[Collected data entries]

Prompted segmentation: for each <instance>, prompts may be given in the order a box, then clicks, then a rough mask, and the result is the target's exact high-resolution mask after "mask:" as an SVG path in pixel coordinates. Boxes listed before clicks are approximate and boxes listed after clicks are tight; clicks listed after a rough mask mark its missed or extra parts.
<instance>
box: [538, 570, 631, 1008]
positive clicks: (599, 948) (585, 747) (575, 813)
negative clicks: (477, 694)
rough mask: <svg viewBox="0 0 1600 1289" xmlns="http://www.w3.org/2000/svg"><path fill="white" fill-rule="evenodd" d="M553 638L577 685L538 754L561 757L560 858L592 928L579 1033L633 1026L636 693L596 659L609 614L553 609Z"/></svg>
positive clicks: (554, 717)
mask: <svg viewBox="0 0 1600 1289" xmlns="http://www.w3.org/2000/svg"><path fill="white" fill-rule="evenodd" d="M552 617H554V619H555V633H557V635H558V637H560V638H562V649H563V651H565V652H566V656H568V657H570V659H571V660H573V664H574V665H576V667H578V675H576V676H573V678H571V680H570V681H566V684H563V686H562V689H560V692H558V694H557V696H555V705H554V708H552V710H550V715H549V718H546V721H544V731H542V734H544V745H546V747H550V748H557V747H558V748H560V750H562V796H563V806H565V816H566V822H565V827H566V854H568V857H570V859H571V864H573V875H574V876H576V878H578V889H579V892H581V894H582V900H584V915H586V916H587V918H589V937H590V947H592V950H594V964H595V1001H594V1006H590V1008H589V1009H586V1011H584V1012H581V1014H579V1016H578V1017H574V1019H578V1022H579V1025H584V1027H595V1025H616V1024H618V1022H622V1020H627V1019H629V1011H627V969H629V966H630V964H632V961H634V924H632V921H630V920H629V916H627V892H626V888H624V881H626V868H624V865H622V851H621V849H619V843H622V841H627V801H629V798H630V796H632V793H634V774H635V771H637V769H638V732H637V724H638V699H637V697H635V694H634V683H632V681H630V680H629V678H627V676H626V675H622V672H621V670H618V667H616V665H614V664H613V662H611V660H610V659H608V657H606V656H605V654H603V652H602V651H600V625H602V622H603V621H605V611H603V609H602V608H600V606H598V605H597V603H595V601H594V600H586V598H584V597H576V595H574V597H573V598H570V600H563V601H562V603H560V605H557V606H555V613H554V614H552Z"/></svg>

* **Directions**
All lines carrying the word "rough" must be copied from the data above.

* **Result of the exercise**
Prompted segmentation: for each <instance>, prompts may be given in the order a box, then clicks, then a rough mask, and the result is the target's exact high-resolution mask after "mask:" as an SVG path in pixel coordinates. Boxes listed before clicks are approximate and boxes listed after clicks are tight; clicks listed after a rough mask mark its missed or extra parts.
rough mask: <svg viewBox="0 0 1600 1289" xmlns="http://www.w3.org/2000/svg"><path fill="white" fill-rule="evenodd" d="M553 638L577 685L538 754L561 757L560 858L592 928L579 1033L633 1026L636 693L596 659L609 614L553 609Z"/></svg>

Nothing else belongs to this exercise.